*TASK OBJECTIVE*. Put the material into a Markdown table with the columns No. and Entry, giving each row a number and one line. Begin at the first line of the material and stop after the line that contains "column 656, row 388", including both ends; skip blank lines and leave the pictures out.
== DATA EXTRACT
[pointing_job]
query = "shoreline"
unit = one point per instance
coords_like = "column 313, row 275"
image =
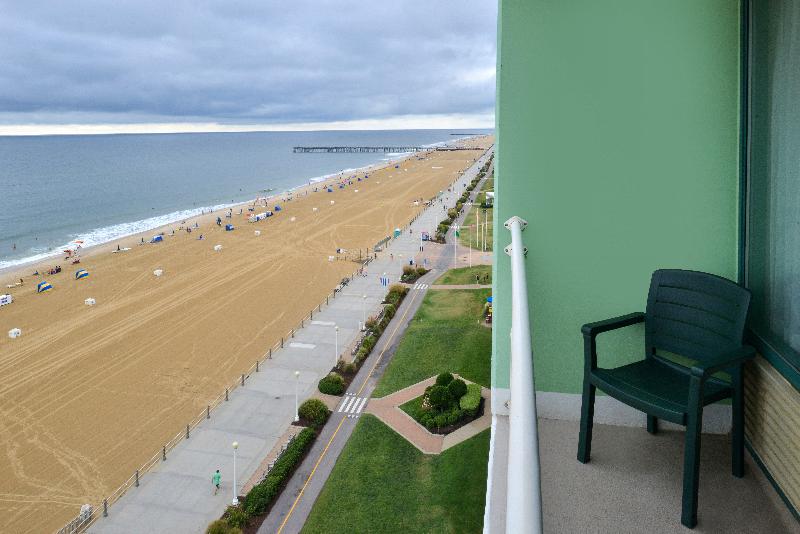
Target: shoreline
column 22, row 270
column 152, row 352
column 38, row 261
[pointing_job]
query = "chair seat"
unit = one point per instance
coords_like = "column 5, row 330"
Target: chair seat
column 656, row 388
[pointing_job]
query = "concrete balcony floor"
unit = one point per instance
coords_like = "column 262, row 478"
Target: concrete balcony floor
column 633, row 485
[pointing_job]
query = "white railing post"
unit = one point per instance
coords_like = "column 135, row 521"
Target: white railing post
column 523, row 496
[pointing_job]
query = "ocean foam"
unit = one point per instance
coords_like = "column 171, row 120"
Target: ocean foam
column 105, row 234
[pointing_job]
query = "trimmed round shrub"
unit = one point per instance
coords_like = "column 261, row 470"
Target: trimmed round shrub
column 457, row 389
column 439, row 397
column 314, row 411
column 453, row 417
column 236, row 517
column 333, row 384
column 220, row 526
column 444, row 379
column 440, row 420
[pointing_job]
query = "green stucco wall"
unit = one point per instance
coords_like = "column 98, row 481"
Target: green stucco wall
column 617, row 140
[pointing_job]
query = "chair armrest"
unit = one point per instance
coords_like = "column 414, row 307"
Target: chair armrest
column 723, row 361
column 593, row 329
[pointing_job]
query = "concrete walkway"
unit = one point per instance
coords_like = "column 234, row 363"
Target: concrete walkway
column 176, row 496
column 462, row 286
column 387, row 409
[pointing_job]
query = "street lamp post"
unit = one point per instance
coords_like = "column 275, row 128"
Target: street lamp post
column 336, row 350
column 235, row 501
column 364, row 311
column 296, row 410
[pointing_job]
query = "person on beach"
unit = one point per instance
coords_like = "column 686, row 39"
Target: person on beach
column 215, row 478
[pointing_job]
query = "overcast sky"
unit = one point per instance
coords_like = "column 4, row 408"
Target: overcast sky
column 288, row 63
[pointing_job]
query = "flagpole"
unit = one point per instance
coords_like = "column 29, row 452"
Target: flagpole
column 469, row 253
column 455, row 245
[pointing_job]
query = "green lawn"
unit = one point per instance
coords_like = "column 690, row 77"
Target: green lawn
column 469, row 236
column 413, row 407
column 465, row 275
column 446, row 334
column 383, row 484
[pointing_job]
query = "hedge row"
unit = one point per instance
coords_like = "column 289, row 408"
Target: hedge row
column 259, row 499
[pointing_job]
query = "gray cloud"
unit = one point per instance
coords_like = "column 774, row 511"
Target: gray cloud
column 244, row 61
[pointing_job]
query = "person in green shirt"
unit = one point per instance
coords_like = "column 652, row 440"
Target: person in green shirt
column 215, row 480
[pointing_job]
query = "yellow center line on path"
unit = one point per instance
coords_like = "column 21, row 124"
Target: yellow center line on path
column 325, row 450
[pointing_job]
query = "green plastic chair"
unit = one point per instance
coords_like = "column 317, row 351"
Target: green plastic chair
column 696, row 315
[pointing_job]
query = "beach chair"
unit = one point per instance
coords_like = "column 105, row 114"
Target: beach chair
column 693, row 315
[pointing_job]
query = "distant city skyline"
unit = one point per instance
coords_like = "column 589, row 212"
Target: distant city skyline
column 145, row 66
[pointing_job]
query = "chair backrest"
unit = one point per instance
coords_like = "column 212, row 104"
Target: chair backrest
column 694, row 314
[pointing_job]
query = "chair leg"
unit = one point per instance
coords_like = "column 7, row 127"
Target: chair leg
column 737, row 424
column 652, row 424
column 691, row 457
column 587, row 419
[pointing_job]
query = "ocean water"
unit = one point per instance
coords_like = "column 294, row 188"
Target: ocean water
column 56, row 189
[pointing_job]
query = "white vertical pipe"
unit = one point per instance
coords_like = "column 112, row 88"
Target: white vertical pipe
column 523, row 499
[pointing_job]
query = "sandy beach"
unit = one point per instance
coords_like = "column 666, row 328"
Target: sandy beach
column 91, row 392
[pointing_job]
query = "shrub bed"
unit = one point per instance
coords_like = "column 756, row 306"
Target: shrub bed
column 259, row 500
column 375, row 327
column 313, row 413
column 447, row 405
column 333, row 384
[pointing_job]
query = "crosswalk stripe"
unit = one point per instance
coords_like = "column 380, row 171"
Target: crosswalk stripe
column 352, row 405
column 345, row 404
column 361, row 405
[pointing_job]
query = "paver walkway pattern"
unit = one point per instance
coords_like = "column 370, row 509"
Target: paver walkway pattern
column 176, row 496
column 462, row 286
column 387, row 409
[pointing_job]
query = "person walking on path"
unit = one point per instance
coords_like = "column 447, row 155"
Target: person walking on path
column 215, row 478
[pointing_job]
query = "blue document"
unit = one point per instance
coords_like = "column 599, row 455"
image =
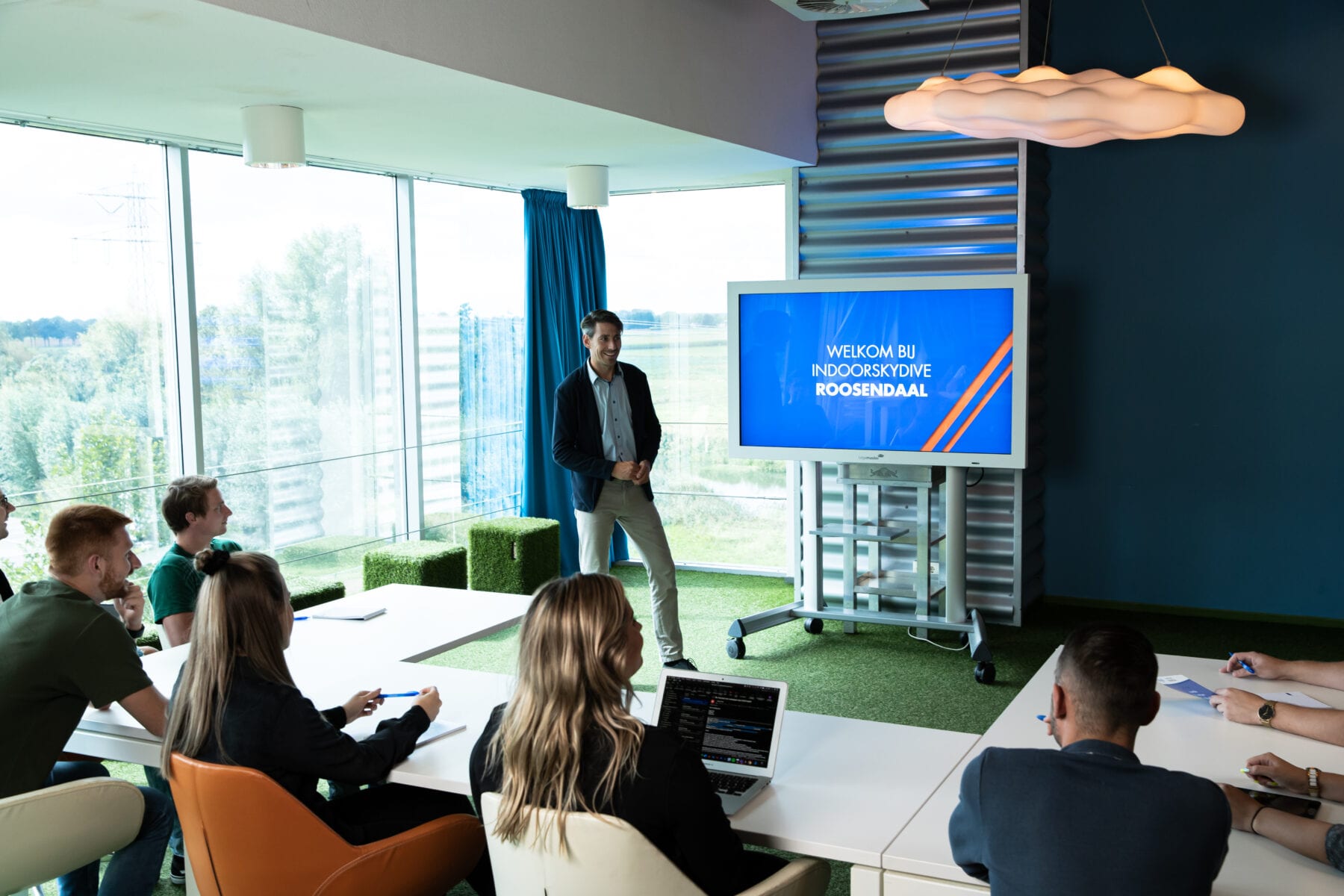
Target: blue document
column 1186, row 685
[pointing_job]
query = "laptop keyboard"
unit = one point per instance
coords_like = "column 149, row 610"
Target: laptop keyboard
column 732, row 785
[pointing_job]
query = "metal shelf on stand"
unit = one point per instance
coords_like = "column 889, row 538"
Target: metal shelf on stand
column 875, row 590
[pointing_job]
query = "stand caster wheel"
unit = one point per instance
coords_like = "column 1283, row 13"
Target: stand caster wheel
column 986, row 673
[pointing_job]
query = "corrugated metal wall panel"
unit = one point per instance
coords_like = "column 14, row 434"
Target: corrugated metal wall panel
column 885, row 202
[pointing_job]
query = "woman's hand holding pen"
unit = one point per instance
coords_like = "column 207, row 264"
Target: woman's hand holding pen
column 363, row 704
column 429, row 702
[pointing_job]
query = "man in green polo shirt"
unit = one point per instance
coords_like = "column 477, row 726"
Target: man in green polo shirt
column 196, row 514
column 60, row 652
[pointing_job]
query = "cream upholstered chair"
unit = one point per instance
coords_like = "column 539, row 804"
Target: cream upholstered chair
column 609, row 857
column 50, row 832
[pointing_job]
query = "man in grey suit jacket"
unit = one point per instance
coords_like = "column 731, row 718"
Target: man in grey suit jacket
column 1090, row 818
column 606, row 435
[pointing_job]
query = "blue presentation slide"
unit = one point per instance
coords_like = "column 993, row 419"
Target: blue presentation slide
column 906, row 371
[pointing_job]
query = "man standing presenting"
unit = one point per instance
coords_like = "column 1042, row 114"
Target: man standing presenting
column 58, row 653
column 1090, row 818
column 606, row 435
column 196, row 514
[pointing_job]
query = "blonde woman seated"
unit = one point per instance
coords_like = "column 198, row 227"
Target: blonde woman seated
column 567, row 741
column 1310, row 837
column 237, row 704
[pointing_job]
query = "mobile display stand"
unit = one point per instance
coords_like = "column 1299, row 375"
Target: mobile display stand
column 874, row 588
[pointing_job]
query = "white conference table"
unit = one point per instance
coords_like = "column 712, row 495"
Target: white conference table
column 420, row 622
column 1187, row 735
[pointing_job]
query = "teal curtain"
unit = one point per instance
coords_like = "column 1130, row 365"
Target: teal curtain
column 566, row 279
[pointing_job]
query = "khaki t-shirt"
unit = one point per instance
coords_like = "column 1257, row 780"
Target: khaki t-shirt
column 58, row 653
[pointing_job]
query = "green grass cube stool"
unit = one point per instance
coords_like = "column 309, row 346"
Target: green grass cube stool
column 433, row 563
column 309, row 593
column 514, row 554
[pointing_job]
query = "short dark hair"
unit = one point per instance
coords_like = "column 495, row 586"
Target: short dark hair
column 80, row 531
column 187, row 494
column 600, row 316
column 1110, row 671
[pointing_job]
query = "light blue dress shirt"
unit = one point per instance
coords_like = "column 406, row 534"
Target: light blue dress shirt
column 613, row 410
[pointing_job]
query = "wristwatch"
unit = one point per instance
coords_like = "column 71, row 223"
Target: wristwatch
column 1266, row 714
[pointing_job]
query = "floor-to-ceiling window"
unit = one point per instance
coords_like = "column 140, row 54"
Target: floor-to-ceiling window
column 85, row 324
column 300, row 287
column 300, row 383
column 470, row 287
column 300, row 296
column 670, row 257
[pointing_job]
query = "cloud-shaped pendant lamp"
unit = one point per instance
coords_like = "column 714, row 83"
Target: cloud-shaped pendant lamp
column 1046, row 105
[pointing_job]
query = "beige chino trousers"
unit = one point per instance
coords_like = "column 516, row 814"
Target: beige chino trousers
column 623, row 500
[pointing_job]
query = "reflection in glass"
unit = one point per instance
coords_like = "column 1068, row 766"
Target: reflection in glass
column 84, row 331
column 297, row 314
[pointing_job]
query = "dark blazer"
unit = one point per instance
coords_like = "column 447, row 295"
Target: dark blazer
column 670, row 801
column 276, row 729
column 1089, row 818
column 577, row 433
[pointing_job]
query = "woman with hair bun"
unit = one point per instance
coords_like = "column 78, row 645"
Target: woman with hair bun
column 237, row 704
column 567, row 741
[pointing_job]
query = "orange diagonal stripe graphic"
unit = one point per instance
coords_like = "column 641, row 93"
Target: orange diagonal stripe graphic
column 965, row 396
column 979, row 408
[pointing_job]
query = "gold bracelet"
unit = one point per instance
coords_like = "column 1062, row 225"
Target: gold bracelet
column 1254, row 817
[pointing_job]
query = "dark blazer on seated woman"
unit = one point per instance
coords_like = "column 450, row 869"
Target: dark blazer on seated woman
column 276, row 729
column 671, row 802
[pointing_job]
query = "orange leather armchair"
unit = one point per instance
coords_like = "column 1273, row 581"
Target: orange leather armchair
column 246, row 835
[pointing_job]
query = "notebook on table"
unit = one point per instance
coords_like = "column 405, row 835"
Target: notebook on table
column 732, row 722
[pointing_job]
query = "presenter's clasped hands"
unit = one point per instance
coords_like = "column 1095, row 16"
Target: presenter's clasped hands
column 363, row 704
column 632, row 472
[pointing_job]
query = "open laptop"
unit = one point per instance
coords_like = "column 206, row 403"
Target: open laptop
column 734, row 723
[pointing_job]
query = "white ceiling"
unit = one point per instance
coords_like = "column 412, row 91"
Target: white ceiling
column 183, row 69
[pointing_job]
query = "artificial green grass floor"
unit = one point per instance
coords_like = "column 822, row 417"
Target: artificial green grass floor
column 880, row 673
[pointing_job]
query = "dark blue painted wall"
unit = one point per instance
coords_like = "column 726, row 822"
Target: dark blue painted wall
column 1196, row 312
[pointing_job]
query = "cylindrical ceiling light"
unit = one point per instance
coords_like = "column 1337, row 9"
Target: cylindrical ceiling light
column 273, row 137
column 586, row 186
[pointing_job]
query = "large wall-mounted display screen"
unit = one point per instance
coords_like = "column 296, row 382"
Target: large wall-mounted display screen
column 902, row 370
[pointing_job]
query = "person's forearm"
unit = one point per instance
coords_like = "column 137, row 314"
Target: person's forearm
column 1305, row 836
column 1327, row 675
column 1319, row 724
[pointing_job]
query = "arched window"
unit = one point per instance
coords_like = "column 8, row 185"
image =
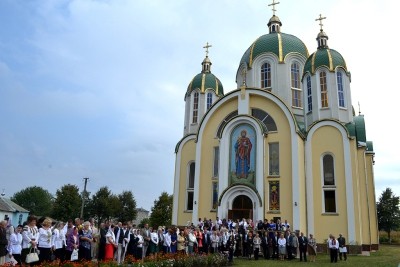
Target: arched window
====
*FINAL RESULT*.
| No. | Entry |
|---|---|
| 1 | [pointing_job] |
| 2 | query = "shoreline" |
| 3 | unit = one point per instance |
| 4 | coords_like = "column 313, row 275" |
| 5 | image = |
| 6 | Target: shoreline |
| 7 | column 22, row 270 |
| 8 | column 152, row 352 |
| 9 | column 38, row 261 |
| 10 | [pointing_job] |
| 11 | query = "chair seat" |
| 12 | unit = one point per instance |
| 13 | coords_like = "column 5, row 330" |
| 14 | Target: chair seat |
| 15 | column 656, row 388 |